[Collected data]
··········
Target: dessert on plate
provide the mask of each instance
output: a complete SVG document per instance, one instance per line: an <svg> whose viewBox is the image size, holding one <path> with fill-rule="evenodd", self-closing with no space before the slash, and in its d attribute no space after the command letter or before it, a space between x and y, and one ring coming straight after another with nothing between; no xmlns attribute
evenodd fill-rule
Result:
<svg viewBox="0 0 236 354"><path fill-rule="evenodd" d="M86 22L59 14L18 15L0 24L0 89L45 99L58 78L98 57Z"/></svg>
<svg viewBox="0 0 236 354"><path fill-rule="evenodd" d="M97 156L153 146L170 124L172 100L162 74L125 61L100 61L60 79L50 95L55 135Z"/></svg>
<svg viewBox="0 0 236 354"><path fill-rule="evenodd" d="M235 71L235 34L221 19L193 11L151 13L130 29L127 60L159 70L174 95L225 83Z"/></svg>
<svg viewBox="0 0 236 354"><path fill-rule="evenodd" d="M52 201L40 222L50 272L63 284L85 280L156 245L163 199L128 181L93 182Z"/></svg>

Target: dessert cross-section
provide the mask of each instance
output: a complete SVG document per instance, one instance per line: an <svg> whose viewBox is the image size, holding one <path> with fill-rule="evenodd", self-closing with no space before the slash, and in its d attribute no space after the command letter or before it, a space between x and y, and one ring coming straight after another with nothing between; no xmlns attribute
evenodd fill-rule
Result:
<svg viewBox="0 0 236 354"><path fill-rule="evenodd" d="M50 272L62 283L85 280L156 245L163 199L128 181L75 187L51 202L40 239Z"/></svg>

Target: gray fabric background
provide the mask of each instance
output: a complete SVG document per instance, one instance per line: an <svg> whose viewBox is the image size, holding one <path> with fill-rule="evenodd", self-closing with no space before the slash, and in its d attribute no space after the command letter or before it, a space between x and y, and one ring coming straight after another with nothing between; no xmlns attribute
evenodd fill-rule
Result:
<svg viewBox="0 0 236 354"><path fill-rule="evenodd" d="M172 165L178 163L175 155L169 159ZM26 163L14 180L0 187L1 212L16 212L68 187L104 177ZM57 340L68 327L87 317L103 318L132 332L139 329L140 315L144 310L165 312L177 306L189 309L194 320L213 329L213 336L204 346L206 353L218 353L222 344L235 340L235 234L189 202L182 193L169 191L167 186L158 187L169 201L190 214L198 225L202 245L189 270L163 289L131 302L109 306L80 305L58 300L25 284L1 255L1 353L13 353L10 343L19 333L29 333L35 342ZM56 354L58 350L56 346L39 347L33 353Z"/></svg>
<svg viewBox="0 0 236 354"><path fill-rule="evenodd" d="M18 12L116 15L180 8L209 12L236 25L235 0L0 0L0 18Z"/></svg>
··········
Word for word, print every line above.

Target: dessert on plate
provide the mask of each instance
output: a complete SVG document per instance, one instance per line: an <svg> whose viewBox is the image size, holding one <path> with fill-rule="evenodd", self-closing with no space before the slash, and in its d attribute no space after the command letter or before it, a space between x and y, and one ring coming straight after another with nothing between; no xmlns attribute
evenodd fill-rule
Result:
<svg viewBox="0 0 236 354"><path fill-rule="evenodd" d="M86 22L59 14L18 15L0 24L0 89L45 99L58 78L98 57Z"/></svg>
<svg viewBox="0 0 236 354"><path fill-rule="evenodd" d="M97 156L153 146L170 124L172 100L162 74L125 61L100 61L60 79L50 95L55 135Z"/></svg>
<svg viewBox="0 0 236 354"><path fill-rule="evenodd" d="M235 71L235 34L221 19L193 11L151 13L130 29L127 60L159 70L174 95L225 83Z"/></svg>
<svg viewBox="0 0 236 354"><path fill-rule="evenodd" d="M52 201L40 222L50 272L63 284L85 280L156 245L163 199L128 181L93 182Z"/></svg>

Target: dessert cross-section
provide the mask of each instance
output: a complete SVG document per instance, one instance per line: an <svg> whose viewBox is the image size, holding one <path> with fill-rule="evenodd", self-closing with no space before the slash, and in its d attribute no space after the command letter or before it, a space between x and y, and one ring coming straight after another with nothing between; no xmlns attribute
evenodd fill-rule
Result:
<svg viewBox="0 0 236 354"><path fill-rule="evenodd" d="M50 272L62 283L85 280L156 245L163 199L128 181L75 187L51 202L40 239Z"/></svg>

Target: gray fabric background
provide the mask of each instance
output: a complete SVG document per instance, one instance per line: an <svg> whose viewBox is the image size, holding one <path> with fill-rule="evenodd", self-closing with no space before the slash, and in its d attribute no space after the command letter or before it, a space between x and y, and one ring coming straight after another with nothing between; no xmlns attribute
evenodd fill-rule
Result:
<svg viewBox="0 0 236 354"><path fill-rule="evenodd" d="M172 165L178 163L175 155L169 159ZM26 163L14 180L0 187L1 212L16 212L68 187L104 177ZM57 340L68 327L87 317L103 318L132 332L139 329L140 315L144 310L165 312L177 306L189 309L194 320L213 329L213 336L204 346L206 353L218 353L222 344L235 340L235 234L189 202L182 193L169 191L167 186L158 187L169 201L190 214L198 225L202 245L189 270L163 289L131 302L109 306L80 305L58 300L25 284L1 255L1 353L13 353L10 343L19 333L29 333L35 342ZM56 354L58 350L56 346L39 347L33 353Z"/></svg>
<svg viewBox="0 0 236 354"><path fill-rule="evenodd" d="M18 12L116 15L180 8L209 12L236 25L235 0L0 0L0 18Z"/></svg>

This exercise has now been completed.